→ GOAL
Reproduce the records below line for line, with no changes.

→ Dataset records

_ _ _ _ _ _ _

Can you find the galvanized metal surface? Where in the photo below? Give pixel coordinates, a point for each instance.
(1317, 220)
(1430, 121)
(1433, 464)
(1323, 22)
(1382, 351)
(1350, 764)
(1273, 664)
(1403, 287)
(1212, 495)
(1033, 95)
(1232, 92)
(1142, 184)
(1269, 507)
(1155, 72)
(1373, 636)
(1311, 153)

_ _ _ _ _ _ _

→ WRITTEN ANSWER
Can you find the galvanized metal surface? Where in the photo below? Give pixel coordinates, a point for each instance.
(1317, 220)
(1430, 121)
(1433, 464)
(1323, 22)
(1382, 351)
(1350, 764)
(1273, 664)
(1403, 287)
(1212, 495)
(1033, 95)
(1232, 92)
(1142, 184)
(1269, 507)
(1155, 72)
(1373, 636)
(1311, 153)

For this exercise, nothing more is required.